READING TEXT:
December 19, 2021 Father De Celles Homily

Fourth Sunday of Advent

December 19, 2021

Homily by Fr. John De Celles

St. Raymond of Peñafort Catholic Church

Springfield, VA

One of the most memorable things about this season

are all the sights and sounds

that bring to mind so many wonderful things.

All the sounds of Christmas music or voices saying, “Merry Christmas,”

or at least “happy holidays.”

And almost everywhere you look it seems you see lights and decorations,

Christmas trees and poinsettias.

And of course, to many it wouldn’t seem to be Christmas

without all those classic “Christmas” movies,

like “A Christmas Carol” and “It’s a Wonderful Life,”

and scores of other less edifying modern favorites.

Now, I realize that 95% of all these things make no direct reference

to the birth of Jesus Christ.

Even so, they do remind us of at least one of the key reasons

every year we Christians spend 4 weeks of Advent preparing for,

and 2 to 3 weeks celebrating, Christmas.

That is, they remind us that it is in and through our bodies

—and our bodily senses, like hearing, seeing, touching and speaking—

that we human beings express ourselves

and communicate with each other.

And that reminds us that Christmas is the day

the eternal son of God took a body to Himself to come to us

and to communicate to us how much He loved us.

The day God the Son was truly born a man,

a little boy who could see and hear and touch and smell

–and eventually speak.

Today’s 2nd reading makes this point when it says:

“a body you prepared for me.”

This “Incarnation” is part and parcel of what we celebrate on Christmas.

But the incarnation didn’t happen at Christmas

—it happened 9 months before that, on March 25,

what we call the Feast of the Annunciation.

DATA SECTION:
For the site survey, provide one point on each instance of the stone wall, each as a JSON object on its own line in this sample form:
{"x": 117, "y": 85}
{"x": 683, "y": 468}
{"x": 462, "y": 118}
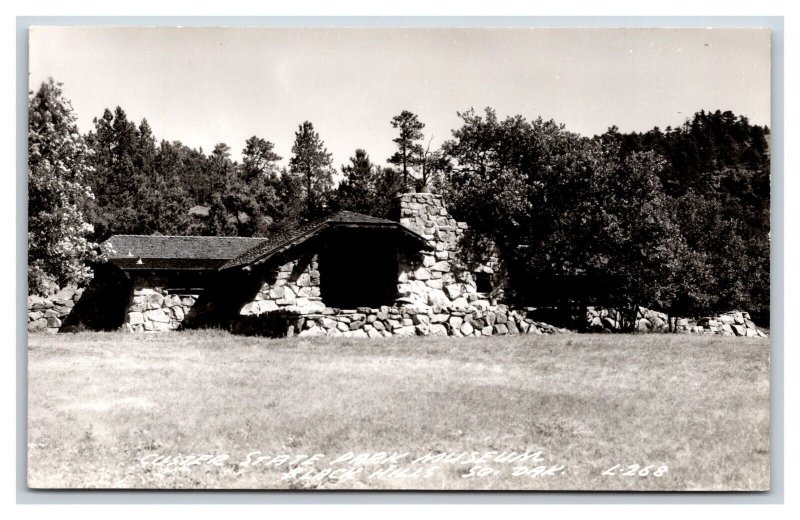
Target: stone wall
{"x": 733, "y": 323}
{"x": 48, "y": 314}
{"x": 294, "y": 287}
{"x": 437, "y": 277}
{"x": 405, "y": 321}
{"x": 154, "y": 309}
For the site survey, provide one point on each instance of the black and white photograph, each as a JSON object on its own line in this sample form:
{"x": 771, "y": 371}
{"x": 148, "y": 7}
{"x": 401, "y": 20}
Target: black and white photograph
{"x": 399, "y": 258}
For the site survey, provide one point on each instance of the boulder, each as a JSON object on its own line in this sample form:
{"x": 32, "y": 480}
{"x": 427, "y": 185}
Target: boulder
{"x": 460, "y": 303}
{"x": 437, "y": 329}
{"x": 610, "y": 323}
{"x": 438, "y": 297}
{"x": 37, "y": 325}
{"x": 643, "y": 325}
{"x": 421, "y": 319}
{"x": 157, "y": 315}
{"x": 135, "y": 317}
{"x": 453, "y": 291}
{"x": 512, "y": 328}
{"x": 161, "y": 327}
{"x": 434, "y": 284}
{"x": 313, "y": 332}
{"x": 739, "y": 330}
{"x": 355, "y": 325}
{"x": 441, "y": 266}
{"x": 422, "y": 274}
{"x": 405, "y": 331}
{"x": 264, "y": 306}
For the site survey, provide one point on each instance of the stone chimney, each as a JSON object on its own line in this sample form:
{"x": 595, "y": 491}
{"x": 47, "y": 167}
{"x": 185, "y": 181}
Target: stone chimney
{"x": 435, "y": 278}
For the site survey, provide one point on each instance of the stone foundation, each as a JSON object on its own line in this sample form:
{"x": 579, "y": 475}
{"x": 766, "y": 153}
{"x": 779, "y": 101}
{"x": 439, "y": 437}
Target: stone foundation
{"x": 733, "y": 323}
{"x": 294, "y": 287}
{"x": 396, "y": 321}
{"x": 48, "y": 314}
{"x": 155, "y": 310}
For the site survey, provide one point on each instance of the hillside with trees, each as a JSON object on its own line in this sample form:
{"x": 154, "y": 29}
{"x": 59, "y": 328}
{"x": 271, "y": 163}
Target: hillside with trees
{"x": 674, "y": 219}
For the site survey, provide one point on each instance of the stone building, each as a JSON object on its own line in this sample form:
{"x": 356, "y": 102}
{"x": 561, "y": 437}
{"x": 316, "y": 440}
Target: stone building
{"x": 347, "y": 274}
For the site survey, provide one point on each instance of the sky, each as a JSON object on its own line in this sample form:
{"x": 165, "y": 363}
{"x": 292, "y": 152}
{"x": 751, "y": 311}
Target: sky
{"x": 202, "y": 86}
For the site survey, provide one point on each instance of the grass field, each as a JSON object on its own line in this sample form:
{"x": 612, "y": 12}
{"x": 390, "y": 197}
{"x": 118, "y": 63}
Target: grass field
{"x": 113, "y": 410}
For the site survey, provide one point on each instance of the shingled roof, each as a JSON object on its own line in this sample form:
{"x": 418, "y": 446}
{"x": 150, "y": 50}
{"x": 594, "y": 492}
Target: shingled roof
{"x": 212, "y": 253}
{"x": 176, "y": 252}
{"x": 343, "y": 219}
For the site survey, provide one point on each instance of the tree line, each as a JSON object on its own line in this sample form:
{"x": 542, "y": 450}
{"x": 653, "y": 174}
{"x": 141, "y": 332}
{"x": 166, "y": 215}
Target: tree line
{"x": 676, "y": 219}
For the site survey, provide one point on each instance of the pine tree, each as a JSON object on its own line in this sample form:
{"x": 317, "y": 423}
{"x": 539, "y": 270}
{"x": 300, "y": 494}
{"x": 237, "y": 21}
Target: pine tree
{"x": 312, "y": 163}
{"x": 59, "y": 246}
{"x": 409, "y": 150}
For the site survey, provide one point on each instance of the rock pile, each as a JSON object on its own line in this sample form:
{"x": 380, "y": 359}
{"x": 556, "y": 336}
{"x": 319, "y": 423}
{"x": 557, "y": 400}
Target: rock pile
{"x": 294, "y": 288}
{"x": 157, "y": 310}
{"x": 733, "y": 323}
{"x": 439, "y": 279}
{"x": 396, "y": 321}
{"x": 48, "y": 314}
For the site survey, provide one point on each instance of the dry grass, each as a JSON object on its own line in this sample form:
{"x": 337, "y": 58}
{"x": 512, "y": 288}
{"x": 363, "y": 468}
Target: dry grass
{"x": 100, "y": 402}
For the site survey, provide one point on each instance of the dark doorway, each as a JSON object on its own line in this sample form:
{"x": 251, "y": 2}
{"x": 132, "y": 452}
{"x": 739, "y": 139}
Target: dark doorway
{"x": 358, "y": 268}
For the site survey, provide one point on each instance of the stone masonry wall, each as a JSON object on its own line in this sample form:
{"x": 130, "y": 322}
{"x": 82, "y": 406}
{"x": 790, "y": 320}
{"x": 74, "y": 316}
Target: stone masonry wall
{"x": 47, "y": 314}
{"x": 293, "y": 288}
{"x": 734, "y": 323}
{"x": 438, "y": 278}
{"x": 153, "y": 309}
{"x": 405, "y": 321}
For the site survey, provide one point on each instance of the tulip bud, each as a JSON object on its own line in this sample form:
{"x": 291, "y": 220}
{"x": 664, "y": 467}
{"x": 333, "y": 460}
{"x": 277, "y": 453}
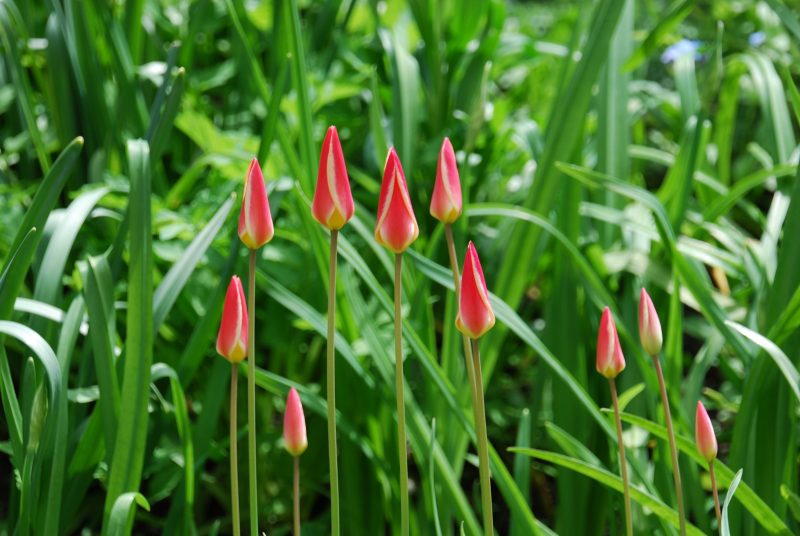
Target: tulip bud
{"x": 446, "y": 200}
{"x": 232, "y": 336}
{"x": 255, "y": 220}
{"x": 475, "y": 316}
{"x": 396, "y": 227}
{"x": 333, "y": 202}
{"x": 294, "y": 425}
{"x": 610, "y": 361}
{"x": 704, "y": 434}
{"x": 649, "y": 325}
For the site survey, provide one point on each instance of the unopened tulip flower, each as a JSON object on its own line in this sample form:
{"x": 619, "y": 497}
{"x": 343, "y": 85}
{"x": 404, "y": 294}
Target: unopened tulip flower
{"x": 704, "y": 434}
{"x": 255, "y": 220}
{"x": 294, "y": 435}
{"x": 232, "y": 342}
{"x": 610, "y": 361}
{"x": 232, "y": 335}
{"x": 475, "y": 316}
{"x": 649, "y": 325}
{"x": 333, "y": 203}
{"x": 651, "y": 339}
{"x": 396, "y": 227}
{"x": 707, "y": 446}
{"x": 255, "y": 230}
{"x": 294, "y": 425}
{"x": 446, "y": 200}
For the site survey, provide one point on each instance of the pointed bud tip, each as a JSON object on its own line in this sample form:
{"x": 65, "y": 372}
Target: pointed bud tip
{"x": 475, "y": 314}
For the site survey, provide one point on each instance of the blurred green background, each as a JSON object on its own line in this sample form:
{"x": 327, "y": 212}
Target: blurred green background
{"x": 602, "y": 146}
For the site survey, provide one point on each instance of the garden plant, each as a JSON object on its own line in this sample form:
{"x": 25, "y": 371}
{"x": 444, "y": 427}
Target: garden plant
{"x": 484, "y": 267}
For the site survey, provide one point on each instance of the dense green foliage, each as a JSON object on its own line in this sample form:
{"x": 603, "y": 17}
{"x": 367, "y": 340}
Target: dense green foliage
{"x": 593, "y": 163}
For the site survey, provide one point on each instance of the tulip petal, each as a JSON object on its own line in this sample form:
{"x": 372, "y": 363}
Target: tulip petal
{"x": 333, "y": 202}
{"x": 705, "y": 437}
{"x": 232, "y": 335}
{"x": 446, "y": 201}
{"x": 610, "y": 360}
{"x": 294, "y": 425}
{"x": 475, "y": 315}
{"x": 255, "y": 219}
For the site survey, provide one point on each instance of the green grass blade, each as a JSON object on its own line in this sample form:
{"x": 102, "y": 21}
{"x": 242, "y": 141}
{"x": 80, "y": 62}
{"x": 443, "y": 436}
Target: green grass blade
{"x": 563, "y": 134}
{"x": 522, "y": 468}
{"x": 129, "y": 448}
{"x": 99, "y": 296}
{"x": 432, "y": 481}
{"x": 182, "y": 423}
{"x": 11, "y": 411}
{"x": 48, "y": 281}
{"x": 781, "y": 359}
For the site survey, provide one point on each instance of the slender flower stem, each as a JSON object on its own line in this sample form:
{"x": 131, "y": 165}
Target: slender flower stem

WORK INSTRUCTIONS: In the Advent homily, write out the passage from "and communicate with" to "He loved us." again, swapping "communicate" for "connect".

COMPLETE OUTPUT:
and connect with each other.

And that reminds us that Christmas is the day

the eternal son of God took a body to Himself to come to us

and to connect to us how much He loved us.